* BEGIN Records for this exercise *

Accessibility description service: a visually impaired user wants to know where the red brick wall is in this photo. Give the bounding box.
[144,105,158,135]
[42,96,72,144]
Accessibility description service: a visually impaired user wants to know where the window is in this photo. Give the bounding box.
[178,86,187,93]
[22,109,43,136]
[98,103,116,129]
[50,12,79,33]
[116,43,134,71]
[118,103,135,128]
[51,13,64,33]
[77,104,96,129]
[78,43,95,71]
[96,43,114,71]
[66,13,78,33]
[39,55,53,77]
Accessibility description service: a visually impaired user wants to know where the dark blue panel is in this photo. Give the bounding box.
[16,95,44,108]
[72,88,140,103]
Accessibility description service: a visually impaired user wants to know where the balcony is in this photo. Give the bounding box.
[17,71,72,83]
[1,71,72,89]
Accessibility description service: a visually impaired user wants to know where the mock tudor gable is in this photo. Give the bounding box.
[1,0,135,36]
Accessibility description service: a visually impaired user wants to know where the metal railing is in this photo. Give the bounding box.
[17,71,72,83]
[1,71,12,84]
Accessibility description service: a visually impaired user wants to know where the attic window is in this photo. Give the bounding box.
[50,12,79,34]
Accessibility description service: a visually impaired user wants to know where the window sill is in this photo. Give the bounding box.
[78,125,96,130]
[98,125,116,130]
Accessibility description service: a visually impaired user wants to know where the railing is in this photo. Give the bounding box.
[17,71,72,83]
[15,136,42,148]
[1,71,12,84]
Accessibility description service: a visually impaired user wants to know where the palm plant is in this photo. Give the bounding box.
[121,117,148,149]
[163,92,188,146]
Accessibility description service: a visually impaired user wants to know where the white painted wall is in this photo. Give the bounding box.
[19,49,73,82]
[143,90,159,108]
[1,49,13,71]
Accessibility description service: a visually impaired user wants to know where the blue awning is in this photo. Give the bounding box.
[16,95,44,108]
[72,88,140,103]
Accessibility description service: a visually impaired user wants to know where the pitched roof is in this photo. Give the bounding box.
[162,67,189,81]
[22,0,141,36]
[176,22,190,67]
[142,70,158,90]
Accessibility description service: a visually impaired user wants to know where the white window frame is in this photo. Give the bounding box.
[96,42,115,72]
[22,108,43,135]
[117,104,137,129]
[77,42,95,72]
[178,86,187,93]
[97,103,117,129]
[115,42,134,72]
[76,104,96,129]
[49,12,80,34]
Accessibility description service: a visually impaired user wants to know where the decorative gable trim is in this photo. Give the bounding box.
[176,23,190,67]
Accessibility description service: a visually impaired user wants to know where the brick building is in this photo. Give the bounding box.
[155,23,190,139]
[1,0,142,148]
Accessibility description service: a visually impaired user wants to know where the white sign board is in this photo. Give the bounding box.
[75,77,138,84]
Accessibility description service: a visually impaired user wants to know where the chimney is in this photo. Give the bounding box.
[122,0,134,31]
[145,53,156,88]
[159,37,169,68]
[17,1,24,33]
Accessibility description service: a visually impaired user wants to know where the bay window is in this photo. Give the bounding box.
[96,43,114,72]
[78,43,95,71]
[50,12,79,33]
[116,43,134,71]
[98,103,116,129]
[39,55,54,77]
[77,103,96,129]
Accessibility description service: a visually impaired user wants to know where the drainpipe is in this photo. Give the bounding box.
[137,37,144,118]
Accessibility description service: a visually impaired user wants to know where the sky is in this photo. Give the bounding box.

* END Records for this exercise *

### Work to do
Can you scale the portion of the data that opens with the line containing "where the bay" and closes at the end of the data, giving back only those lines, requests included? Multiply every bounding-box coordinate in the answers by 2.2 and round each to a whole number, with halves going up.

### Full output
Accessibility description service: a visually impaired user wants to know where the bay window is in this photo. Give the bounding box.
[211,95,251,158]
[172,95,209,156]
[110,26,174,73]
[255,95,295,156]
[216,227,255,284]
[86,121,119,169]
[169,227,211,284]
Accessibility description service: a visually impaired user wants to know where the drainpipe is in this photo. Give the bounding box.
[301,81,317,260]
Accessibility description service: a visually impaired user wants to know where the sky is in this photo. Give the bounding box.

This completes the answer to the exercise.